-- Exercise requirements --
Please copy all of the records below word for word, leaving the pictures out of your answer.

## Start Data for this task

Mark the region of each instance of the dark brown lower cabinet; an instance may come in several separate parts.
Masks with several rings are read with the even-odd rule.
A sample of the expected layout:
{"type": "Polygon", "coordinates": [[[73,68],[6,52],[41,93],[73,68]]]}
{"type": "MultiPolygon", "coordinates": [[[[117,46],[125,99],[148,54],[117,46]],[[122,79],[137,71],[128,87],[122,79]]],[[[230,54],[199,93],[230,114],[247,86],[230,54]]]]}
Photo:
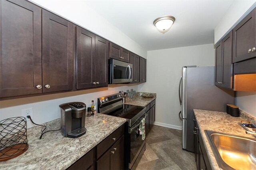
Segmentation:
{"type": "Polygon", "coordinates": [[[124,169],[124,133],[123,125],[67,169],[124,169]]]}
{"type": "Polygon", "coordinates": [[[146,134],[153,127],[153,125],[156,121],[156,100],[154,100],[146,106],[147,112],[145,120],[146,134]]]}
{"type": "Polygon", "coordinates": [[[93,153],[95,148],[89,151],[71,165],[67,169],[71,170],[93,170],[93,153]]]}
{"type": "Polygon", "coordinates": [[[145,120],[145,127],[146,128],[146,134],[147,134],[149,131],[149,124],[150,122],[150,110],[146,113],[146,119],[145,120]]]}
{"type": "Polygon", "coordinates": [[[195,158],[198,170],[211,170],[210,161],[203,143],[196,120],[194,121],[194,147],[195,158]]]}
{"type": "Polygon", "coordinates": [[[123,135],[97,161],[98,170],[124,169],[124,142],[123,135]]]}

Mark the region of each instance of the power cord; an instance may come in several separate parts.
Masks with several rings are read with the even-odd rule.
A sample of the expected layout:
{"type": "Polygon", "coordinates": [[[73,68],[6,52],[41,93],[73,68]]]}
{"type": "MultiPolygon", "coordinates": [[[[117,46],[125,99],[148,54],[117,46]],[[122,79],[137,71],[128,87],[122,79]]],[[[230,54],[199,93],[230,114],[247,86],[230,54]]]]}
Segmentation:
{"type": "Polygon", "coordinates": [[[27,117],[30,120],[30,121],[31,121],[31,122],[32,122],[32,123],[33,123],[33,124],[36,125],[38,125],[38,126],[40,126],[40,127],[44,127],[44,129],[43,131],[42,131],[42,134],[41,134],[41,136],[40,136],[40,137],[39,138],[39,139],[41,139],[42,138],[42,137],[43,136],[43,134],[44,134],[46,132],[50,132],[50,131],[58,131],[58,130],[60,130],[60,129],[61,129],[61,128],[60,128],[59,129],[58,129],[58,130],[48,130],[48,131],[46,131],[46,132],[44,132],[44,130],[45,129],[46,129],[46,126],[41,125],[40,125],[37,124],[36,123],[35,123],[32,120],[32,119],[31,119],[31,117],[30,117],[30,116],[29,116],[29,115],[27,116],[27,117]]]}

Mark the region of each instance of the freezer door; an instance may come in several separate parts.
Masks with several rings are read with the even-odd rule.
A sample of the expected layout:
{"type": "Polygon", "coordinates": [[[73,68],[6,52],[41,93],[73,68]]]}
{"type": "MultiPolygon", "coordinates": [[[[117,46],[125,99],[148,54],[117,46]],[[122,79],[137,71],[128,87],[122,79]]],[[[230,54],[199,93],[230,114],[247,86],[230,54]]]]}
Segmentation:
{"type": "Polygon", "coordinates": [[[187,67],[184,67],[181,75],[181,113],[182,118],[186,119],[186,74],[187,67]]]}
{"type": "Polygon", "coordinates": [[[187,129],[186,128],[187,120],[186,119],[182,119],[182,140],[181,140],[182,144],[182,149],[186,150],[187,148],[186,142],[186,134],[187,129]]]}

## End Data for this task

-- Exercise response --
Mark the region of each instance of the dark brown lower cabinet; an instance may come in several separate parts.
Masks with several rings are read with the even-odd rule.
A sample of the expected layout:
{"type": "Polygon", "coordinates": [[[73,68],[6,52],[41,93],[73,68]]]}
{"type": "MultiPolygon", "coordinates": [[[[117,46],[125,99],[148,54],[117,46]],[[122,79],[137,71],[128,87],[122,79]]],[[[230,54],[199,93],[230,114],[247,86],[230,54]]]]}
Photo:
Segmentation:
{"type": "Polygon", "coordinates": [[[124,169],[124,133],[123,125],[67,169],[124,169]]]}
{"type": "Polygon", "coordinates": [[[146,134],[153,127],[153,125],[156,121],[156,100],[154,100],[146,106],[147,112],[145,120],[146,134]]]}
{"type": "Polygon", "coordinates": [[[93,153],[95,148],[89,151],[71,165],[67,169],[71,170],[93,170],[93,153]]]}
{"type": "Polygon", "coordinates": [[[145,120],[145,127],[146,128],[146,134],[147,134],[149,131],[149,124],[150,122],[150,110],[146,113],[146,119],[145,120]]]}
{"type": "Polygon", "coordinates": [[[195,158],[198,170],[211,170],[210,161],[203,143],[196,120],[194,121],[194,147],[195,158]]]}
{"type": "Polygon", "coordinates": [[[123,135],[97,161],[98,170],[124,169],[124,142],[123,135]]]}

Mark the region of each instance of the power cord; an instance may come in several separate parts.
Masks with several rings are read with the even-odd rule.
A sample of the expected layout:
{"type": "Polygon", "coordinates": [[[73,68],[6,52],[41,93],[73,68]]]}
{"type": "MultiPolygon", "coordinates": [[[[117,46],[125,99],[148,54],[117,46]],[[122,79],[137,71],[128,87],[122,79]]],[[[230,54],[199,93],[230,114],[247,86],[230,54]]]]}
Segmentation:
{"type": "Polygon", "coordinates": [[[27,117],[30,120],[30,121],[31,121],[31,122],[32,122],[32,123],[33,123],[33,124],[36,125],[38,125],[38,126],[40,126],[40,127],[44,127],[44,129],[43,131],[42,131],[42,134],[41,134],[41,136],[40,136],[40,137],[39,138],[39,139],[41,139],[42,138],[42,137],[43,136],[43,134],[44,134],[46,132],[50,132],[50,131],[58,131],[58,130],[60,130],[60,129],[61,129],[61,128],[60,128],[59,129],[58,129],[58,130],[48,130],[48,131],[46,131],[46,132],[44,132],[44,130],[45,129],[46,129],[46,126],[41,125],[40,125],[37,124],[36,123],[35,123],[32,120],[32,119],[31,119],[31,117],[30,117],[30,116],[29,116],[29,115],[27,116],[27,117]]]}

Mark the region of each instance of the freezer door; an instance may come in several separate parts.
Masks with several rings are read with the even-odd rule.
A sample of the expected layout:
{"type": "Polygon", "coordinates": [[[73,68],[6,52],[41,93],[73,68]]]}
{"type": "MultiPolygon", "coordinates": [[[[117,46],[125,99],[148,54],[117,46]],[[122,79],[137,71],[128,87],[122,79]]],[[[230,54],[199,93],[230,114],[247,86],[230,54]]]]}
Segmentation:
{"type": "Polygon", "coordinates": [[[187,67],[184,67],[181,75],[181,113],[182,118],[186,119],[186,74],[187,67]]]}
{"type": "Polygon", "coordinates": [[[187,129],[186,128],[187,120],[186,119],[182,119],[182,140],[181,140],[182,144],[182,149],[186,150],[187,148],[186,142],[186,134],[187,129]]]}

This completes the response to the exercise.